**SUPPLIED DATA:**

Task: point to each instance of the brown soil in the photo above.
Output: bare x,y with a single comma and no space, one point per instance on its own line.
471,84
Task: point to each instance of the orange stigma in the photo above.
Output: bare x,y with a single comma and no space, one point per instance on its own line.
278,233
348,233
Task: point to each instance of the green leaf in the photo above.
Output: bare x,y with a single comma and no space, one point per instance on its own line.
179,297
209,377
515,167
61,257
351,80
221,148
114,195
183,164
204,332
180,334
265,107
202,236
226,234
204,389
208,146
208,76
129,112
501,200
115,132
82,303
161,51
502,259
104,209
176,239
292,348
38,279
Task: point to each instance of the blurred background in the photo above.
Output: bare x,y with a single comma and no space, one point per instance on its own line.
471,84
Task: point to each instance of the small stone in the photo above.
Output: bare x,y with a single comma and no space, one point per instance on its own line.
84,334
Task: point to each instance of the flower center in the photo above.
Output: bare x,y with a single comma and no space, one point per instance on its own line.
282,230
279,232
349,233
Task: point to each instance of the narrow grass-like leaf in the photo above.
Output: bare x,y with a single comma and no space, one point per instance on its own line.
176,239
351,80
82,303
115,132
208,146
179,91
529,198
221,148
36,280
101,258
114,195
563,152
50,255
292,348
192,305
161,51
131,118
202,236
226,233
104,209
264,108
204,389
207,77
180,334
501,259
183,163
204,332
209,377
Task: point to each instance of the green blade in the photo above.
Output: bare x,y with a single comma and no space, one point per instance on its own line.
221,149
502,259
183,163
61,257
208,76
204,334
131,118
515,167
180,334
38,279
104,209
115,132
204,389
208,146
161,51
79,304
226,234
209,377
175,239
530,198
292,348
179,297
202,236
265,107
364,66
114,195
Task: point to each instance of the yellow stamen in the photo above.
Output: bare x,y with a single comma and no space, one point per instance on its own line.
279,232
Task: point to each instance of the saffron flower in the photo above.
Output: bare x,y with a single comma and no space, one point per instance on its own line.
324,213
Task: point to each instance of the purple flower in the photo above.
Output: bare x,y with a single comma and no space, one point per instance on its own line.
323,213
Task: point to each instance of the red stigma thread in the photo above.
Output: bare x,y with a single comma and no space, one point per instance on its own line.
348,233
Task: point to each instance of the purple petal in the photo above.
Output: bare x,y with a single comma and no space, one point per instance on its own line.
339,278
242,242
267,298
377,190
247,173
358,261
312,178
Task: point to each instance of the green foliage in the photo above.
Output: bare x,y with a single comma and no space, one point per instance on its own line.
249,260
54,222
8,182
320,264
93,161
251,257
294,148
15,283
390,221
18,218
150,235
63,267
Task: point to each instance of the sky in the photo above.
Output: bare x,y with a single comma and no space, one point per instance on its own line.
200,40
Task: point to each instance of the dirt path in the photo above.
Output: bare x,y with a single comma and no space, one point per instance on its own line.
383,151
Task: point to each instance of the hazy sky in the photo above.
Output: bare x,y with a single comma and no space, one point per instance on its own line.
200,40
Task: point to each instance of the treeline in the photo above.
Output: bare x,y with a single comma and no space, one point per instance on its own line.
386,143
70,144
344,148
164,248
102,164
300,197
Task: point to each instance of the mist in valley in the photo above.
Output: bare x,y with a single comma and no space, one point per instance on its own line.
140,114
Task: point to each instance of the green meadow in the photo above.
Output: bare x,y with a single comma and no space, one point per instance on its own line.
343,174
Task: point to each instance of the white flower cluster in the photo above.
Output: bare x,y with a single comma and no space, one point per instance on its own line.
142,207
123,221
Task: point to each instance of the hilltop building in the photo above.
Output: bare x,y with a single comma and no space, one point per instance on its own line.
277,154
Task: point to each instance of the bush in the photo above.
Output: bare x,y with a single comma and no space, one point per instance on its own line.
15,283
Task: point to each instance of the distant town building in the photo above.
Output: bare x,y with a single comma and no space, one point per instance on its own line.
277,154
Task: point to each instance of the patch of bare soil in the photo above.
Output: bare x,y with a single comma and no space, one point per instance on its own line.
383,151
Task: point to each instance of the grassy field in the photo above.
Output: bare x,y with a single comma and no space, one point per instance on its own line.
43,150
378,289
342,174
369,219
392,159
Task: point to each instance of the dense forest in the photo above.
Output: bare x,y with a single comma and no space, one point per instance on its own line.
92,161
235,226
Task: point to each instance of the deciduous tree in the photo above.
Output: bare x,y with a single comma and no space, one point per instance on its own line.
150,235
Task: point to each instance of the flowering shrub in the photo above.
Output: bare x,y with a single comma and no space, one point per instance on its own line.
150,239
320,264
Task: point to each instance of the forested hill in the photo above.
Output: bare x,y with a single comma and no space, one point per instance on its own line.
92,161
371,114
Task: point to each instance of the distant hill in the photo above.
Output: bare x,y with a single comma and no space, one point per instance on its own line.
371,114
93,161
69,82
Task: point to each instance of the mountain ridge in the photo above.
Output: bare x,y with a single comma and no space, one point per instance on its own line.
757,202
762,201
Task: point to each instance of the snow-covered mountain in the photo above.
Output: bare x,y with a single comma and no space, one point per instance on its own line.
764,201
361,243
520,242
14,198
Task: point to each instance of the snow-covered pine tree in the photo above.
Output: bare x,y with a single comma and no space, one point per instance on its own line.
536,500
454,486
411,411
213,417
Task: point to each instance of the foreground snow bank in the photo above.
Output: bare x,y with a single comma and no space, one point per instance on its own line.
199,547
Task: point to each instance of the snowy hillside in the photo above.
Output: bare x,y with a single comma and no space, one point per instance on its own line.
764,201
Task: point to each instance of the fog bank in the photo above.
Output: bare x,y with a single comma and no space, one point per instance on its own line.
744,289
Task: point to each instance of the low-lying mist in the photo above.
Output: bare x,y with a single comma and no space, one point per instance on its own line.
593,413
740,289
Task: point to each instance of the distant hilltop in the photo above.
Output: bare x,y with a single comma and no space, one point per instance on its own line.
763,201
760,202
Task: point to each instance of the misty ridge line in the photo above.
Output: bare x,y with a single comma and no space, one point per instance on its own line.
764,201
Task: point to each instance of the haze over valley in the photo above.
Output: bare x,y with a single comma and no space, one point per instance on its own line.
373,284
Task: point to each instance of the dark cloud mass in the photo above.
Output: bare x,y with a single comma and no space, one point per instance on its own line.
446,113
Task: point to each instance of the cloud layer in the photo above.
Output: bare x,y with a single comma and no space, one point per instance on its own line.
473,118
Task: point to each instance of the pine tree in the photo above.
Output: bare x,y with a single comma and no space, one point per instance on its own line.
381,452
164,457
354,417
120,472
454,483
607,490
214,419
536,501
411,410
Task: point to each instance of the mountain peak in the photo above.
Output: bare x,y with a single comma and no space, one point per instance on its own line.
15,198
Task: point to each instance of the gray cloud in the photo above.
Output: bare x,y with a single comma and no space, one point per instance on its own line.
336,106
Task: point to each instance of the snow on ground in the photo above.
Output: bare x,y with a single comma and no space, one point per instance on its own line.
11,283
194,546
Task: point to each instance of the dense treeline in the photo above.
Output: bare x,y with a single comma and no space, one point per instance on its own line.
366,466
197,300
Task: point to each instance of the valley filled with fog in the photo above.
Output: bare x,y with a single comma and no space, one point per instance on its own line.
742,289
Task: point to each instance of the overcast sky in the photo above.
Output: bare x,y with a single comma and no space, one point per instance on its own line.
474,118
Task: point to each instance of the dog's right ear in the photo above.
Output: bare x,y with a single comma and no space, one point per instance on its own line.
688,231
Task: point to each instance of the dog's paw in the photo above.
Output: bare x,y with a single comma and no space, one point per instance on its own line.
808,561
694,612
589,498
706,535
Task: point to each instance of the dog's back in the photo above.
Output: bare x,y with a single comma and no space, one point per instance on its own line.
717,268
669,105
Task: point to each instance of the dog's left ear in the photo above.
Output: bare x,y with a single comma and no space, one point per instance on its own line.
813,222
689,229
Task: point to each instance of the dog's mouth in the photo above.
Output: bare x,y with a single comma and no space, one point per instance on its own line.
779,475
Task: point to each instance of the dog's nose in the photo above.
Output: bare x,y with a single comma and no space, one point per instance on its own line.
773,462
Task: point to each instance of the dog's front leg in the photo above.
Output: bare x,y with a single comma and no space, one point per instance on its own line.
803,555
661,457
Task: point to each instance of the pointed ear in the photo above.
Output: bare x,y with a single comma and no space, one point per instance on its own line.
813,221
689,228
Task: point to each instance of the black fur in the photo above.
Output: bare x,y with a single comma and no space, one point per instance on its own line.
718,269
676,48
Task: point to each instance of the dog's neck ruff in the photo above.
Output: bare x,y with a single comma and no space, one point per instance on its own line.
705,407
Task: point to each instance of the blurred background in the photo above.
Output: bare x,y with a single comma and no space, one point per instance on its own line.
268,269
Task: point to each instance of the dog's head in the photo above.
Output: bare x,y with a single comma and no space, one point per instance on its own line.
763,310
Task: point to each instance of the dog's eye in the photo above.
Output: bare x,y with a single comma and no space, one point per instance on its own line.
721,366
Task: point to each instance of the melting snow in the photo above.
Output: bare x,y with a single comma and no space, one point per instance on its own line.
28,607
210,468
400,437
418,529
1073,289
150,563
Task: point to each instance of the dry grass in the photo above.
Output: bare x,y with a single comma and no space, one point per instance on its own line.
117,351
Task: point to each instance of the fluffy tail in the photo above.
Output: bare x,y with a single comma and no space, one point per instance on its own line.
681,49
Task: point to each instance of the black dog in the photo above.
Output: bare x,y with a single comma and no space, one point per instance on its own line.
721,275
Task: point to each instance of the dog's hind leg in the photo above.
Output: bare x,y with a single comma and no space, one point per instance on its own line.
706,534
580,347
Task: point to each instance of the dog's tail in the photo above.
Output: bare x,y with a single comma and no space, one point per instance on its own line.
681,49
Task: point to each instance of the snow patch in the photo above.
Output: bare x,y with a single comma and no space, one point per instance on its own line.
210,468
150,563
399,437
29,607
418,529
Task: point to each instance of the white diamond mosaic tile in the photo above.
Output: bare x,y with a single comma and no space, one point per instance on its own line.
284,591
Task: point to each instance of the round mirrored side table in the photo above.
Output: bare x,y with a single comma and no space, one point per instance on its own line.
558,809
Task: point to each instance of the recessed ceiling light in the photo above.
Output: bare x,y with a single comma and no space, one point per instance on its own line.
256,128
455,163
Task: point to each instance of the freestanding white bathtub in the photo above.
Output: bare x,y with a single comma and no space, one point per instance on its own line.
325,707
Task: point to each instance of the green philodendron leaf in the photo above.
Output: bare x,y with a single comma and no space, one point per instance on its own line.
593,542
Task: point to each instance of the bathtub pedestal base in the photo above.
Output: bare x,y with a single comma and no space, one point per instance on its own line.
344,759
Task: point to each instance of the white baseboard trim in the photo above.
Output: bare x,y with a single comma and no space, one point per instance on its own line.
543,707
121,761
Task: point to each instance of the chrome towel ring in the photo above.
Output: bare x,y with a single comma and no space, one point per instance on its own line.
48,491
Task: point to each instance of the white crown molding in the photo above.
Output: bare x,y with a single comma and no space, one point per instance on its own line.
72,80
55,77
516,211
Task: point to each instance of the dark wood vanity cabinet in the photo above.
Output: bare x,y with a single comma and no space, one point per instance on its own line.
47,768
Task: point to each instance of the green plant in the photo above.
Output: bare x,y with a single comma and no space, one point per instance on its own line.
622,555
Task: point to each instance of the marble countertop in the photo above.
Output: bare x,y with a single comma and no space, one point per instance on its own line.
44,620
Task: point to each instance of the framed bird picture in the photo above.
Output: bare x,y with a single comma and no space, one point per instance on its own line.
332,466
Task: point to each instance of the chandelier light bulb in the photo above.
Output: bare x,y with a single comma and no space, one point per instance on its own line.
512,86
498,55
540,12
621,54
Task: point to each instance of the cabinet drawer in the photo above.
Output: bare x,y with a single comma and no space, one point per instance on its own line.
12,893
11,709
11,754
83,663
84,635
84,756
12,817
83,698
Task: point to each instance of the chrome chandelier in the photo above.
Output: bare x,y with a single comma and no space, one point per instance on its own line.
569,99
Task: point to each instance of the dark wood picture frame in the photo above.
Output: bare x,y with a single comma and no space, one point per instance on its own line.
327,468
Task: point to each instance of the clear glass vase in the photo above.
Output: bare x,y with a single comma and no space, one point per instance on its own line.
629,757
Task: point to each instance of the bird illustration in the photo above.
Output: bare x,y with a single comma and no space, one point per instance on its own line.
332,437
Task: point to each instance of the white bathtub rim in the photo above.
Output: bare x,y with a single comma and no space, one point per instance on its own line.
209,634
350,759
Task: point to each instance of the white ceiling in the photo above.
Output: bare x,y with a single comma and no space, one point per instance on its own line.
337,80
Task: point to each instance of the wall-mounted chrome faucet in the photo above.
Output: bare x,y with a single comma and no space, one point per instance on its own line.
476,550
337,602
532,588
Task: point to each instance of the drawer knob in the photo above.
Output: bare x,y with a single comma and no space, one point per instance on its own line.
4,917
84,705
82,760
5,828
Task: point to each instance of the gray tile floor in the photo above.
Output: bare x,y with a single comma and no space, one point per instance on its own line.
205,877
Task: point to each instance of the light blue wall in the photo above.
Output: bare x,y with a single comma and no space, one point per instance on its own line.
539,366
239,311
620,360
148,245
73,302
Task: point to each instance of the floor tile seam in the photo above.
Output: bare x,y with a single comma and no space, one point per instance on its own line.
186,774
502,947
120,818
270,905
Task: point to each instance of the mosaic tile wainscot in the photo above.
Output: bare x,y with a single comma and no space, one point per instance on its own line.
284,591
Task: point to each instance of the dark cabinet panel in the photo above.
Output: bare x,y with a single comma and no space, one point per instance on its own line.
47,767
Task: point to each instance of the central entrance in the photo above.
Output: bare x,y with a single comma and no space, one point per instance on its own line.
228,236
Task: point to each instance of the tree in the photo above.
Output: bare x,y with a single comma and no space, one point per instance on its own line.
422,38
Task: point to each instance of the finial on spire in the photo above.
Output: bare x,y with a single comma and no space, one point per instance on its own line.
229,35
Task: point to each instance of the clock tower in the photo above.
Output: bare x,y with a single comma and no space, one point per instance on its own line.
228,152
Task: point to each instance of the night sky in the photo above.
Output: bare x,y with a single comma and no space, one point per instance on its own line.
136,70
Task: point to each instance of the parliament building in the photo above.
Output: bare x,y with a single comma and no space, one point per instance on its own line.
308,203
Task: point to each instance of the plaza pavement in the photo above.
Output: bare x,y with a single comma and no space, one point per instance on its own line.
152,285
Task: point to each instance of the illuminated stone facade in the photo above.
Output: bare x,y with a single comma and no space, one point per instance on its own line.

**WHAT TO DO:**
Copy out exactly the lines running from the line with "Task: point to each instance of the finial" to the end of the records, inclusive.

**EXERCISE RESULT:**
Task: point to each instance of the finial on spire in the photo above.
Output: bare x,y with a single comma and no space, one point per instance on its own line.
229,35
Task: point to each instance of the clock tower in the photo above.
Output: bare x,y with a single comma and no space, one point per instance on its own line.
228,152
Task: point to each instance of the night sky in the photo above.
Output: bare x,y with a single comma and no space, one point per instance on its own line.
136,70
Task: point to each instance of the parliament building in the photo above.
Output: bare x,y with a single comma and no space, one point per instance on its own line.
308,203
Task: point to each instance of the plaza pavement in the photo above.
Output: bare x,y with a single comma and no space, one point per instance on its own line.
152,285
Task: point to each instance of the illuminated stone facade in the photo above.
Output: bare x,y with a single comma and no space, one point per instance on its own line.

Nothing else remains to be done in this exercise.